**TASK:** Each record must be copied in full and unchanged; any image it holds is excluded.
- - - -
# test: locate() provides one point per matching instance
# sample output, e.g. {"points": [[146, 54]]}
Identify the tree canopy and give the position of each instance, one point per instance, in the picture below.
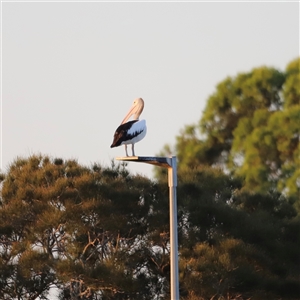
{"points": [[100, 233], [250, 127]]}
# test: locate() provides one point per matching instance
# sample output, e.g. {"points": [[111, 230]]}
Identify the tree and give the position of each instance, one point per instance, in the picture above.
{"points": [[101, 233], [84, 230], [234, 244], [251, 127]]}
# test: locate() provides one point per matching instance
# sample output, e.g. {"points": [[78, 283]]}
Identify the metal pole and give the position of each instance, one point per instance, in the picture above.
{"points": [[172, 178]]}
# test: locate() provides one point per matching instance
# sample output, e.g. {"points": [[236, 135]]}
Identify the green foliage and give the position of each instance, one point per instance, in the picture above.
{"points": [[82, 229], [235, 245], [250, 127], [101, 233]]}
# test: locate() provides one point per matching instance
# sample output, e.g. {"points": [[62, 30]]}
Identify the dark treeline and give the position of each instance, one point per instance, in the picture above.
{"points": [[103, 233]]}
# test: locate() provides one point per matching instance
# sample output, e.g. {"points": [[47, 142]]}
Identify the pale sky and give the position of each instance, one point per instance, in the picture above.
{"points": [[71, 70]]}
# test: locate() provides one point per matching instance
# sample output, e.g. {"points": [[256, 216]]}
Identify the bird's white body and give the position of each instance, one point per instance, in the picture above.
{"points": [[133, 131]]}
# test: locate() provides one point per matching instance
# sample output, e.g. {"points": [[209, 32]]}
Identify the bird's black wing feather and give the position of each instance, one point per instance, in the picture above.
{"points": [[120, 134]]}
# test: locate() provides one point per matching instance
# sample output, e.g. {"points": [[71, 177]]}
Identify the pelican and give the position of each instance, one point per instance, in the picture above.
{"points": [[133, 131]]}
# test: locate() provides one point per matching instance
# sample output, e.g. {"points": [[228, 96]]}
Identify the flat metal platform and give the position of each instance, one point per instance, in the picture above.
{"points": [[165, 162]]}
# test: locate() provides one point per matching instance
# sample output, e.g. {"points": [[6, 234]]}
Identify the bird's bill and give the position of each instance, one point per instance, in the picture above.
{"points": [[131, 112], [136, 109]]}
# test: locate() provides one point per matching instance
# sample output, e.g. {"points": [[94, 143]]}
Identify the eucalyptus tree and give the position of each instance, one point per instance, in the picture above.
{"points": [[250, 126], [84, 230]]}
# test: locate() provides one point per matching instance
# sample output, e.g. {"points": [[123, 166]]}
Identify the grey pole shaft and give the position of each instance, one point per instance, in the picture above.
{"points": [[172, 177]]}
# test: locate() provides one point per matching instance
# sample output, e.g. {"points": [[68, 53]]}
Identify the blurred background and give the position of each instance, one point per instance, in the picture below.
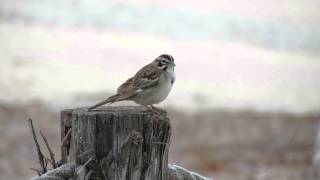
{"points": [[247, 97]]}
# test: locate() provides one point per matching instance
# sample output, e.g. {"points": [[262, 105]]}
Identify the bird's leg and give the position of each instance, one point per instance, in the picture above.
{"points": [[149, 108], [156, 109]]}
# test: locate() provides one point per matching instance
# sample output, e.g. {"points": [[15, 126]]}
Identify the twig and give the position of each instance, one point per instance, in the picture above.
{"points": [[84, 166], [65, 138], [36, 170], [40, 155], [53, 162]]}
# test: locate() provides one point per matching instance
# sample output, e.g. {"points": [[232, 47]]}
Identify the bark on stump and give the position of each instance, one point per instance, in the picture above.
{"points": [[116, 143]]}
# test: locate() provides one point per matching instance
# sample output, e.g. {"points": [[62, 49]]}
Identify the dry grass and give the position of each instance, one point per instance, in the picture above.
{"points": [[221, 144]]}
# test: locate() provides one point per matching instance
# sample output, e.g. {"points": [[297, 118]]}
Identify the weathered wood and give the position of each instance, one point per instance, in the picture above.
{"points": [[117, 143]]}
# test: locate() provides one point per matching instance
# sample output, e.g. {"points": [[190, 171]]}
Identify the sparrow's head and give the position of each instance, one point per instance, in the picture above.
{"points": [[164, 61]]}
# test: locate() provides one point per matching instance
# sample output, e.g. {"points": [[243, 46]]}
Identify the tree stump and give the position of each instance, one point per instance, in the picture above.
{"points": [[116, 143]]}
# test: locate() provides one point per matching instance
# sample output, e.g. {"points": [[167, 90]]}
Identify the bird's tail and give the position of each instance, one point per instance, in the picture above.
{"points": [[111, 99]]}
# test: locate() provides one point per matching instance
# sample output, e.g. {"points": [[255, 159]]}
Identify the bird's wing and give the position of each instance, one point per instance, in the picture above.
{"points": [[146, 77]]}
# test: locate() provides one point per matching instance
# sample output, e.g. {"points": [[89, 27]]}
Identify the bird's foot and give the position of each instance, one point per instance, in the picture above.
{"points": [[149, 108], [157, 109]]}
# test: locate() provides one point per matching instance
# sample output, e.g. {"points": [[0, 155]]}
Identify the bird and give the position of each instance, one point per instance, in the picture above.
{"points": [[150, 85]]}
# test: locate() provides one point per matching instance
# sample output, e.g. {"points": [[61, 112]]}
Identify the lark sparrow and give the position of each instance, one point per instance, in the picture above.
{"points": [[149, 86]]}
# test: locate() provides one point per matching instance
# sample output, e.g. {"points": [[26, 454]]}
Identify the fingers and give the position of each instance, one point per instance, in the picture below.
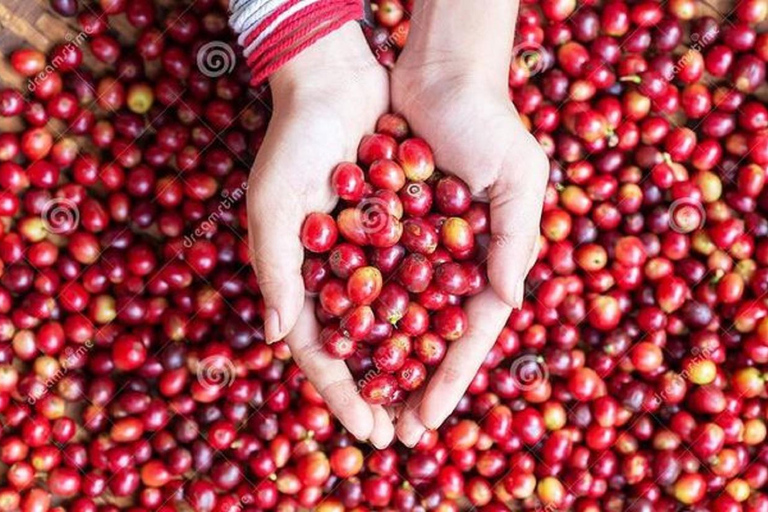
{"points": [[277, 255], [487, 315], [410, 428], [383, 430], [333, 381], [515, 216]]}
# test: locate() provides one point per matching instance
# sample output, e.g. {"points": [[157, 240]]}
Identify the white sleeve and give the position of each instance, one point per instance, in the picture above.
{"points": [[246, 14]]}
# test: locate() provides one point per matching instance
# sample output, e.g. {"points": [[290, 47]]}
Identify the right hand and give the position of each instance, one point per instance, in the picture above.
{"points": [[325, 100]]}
- - - -
**RESPONSE TO THIS EXERCISE:**
# test: locate() provides one point per matching instance
# sample output, e.g. {"points": [[146, 54]]}
Identify the tree canopy and give the position of each instance, one point per instance, in the picture below.
{"points": [[100, 233], [250, 127]]}
# test: locate() provides one point per matching instance
# sample output, e.g. {"points": [[111, 230]]}
Identify the tree and give the position of each instance, one point per instance, in the picture above.
{"points": [[101, 233], [84, 230], [234, 244], [251, 127]]}
# test: locate() provides one point per matching instance
# sample output, e.g. {"points": [[78, 283]]}
Identify the metal pole and give the position of each instance, one point per instance, in the picture above.
{"points": [[172, 178]]}
# test: locate() provides one point per matching instance
# sample output, e.g. {"points": [[236, 135]]}
Identify the green foliage and give the position of each instance, one point per instance, in the picture above.
{"points": [[82, 229], [235, 245], [250, 127], [101, 233]]}
# test: locate() provides one point per matching instance
# sample output, e.g. {"points": [[62, 30]]}
Identify the dark treeline and give the position of each instance, one point per instance, in the picture above.
{"points": [[103, 233]]}
# test: locate() provides one point per matching instance
# sample output, e.g. {"points": [[47, 142]]}
Identify the pale sky and give the position of each instance, one point per instance, in the picture above.
{"points": [[71, 70]]}
# test: locate() provides one point per matching instance
# sample output, e.g. {"points": [[256, 216]]}
Identify the bird's white body and give the position of each instance, one point per instance, in the picture above.
{"points": [[133, 131]]}
# test: locate() provides one point per matching instance
# sample output, e.g. {"points": [[209, 32]]}
Identify the bird's black wing feather and give the position of each instance, one point per instance, in the picture above.
{"points": [[120, 134]]}
# test: locate() provides one point per matching instance
# sample output, e.g. {"points": [[71, 177]]}
Identify the pelican and give the position of each instance, one point per instance, in the picture above.
{"points": [[133, 131]]}
# test: locate() provides one point per matching instance
# sample output, e.g. {"points": [[228, 96]]}
Identify the flat metal platform and give the position of each instance, one point per instance, in the picture above.
{"points": [[165, 162]]}
# test: locate() provides one point per matching instance
# sample output, e.g. {"points": [[6, 234]]}
Identify the bird's bill and give the position of each instance, one point per instance, in the picture above.
{"points": [[131, 112], [136, 109]]}
# test: locate() provides one point per matching instance
# sample output, e.g. {"points": [[94, 143]]}
Identify the eucalyptus tree and give the position of each instance, one point per instance, in the picture above.
{"points": [[250, 126], [84, 230]]}
# test: locate() provides one point per matching instance
# sample output, e.g. {"points": [[123, 166]]}
Identify the grey pole shaft and give the position of each instance, one point per instance, in the picture above.
{"points": [[172, 177]]}
# test: locate() provides one point per matching instance
# sample output, e.g. {"points": [[68, 53]]}
Identify the blurred background and give the position of each instance, one point per instance, in the picture below.
{"points": [[247, 97]]}
# test: locate() provides one point per matching instance
# sample output, e.g. {"points": [[262, 105]]}
Identify the bird's leg and give the position of each instance, one point per instance, in the picture above.
{"points": [[149, 108], [156, 109]]}
# test: locate() provides one point per matching instance
# sample output, e.g. {"points": [[15, 126]]}
Identify the twig and give the position of each instance, one point per instance, in the picture above.
{"points": [[84, 166], [65, 138], [36, 170], [40, 155], [53, 162]]}
# test: locate() provides one point per matching instance
# sample output, e.g. {"points": [[232, 47]]}
Identify the bark on stump and give the position of each instance, one point per instance, in the picture above.
{"points": [[116, 143]]}
# test: locate() provides one point per matching instance
# sample output, e.g. {"points": [[62, 49]]}
Identify the dry grass and give the position of each instance, one point per instance, in the picture above.
{"points": [[221, 144]]}
# test: locate() provides one point per matching instance
# sample output, e.g. {"points": [[297, 118]]}
Identify the weathered wood and give the position of each instance, one point per instance, in the picture above.
{"points": [[117, 143]]}
# test: locate() provides one point per matching instance
# sample output, e.g. {"points": [[190, 171]]}
Identify the sparrow's head and give the position of each instance, one point per instance, in the picture above.
{"points": [[164, 61]]}
# test: locate() provides one point per matching instance
# sample output, e.g. {"points": [[243, 46]]}
Identify the tree stump and give the position of each instance, one point per instance, in the picture above.
{"points": [[116, 143]]}
# test: locate() provides one point per matching instance
# sample output, e.g. {"points": [[167, 90]]}
Identify the bird's tail and give the position of each instance, one point per instance, in the picture above.
{"points": [[111, 99]]}
# test: locate() provides one point per matching instance
# sample output, e.g. {"points": [[255, 159]]}
Identify the bird's wing and give the position of each instance, one point per instance, in the picture above.
{"points": [[146, 77]]}
# test: locate() provides one point per matching instance
# sample output, e.g. {"points": [[89, 27]]}
Identify the bird's foot and give the position of each instance, one point per instance, in the picture above.
{"points": [[149, 108], [157, 109]]}
# test: locate() provides one point per matching instance
# sample output, e.g. {"points": [[0, 155]]}
Identify the bird and give the position of each instance, one point per instance, in the picture above.
{"points": [[150, 85]]}
# test: locate() provides one point per matching instance
# sample output, e.g. {"points": [[61, 112]]}
Identify the lark sparrow and give the position of each instance, one point per instance, in the picture above.
{"points": [[149, 86]]}
# test: locate() provides one point per matching instance
# sample output, e.g. {"points": [[26, 454]]}
Identify the fingers and give the position of each instance, one point per instance, in the picture below.
{"points": [[277, 255], [487, 315], [410, 428], [383, 430], [333, 381], [515, 216]]}
# test: locate() provides one point per matching instance
# sample output, e.g. {"points": [[157, 240]]}
Identify the white sleeve and give the position of each instance, one point per instance, in the picture above.
{"points": [[246, 14]]}
# test: locate() provides one point per matching instance
# sample output, e.g. {"points": [[290, 47]]}
Identify the right hand and give the position of each instance, one point per instance, in the picture above.
{"points": [[325, 100]]}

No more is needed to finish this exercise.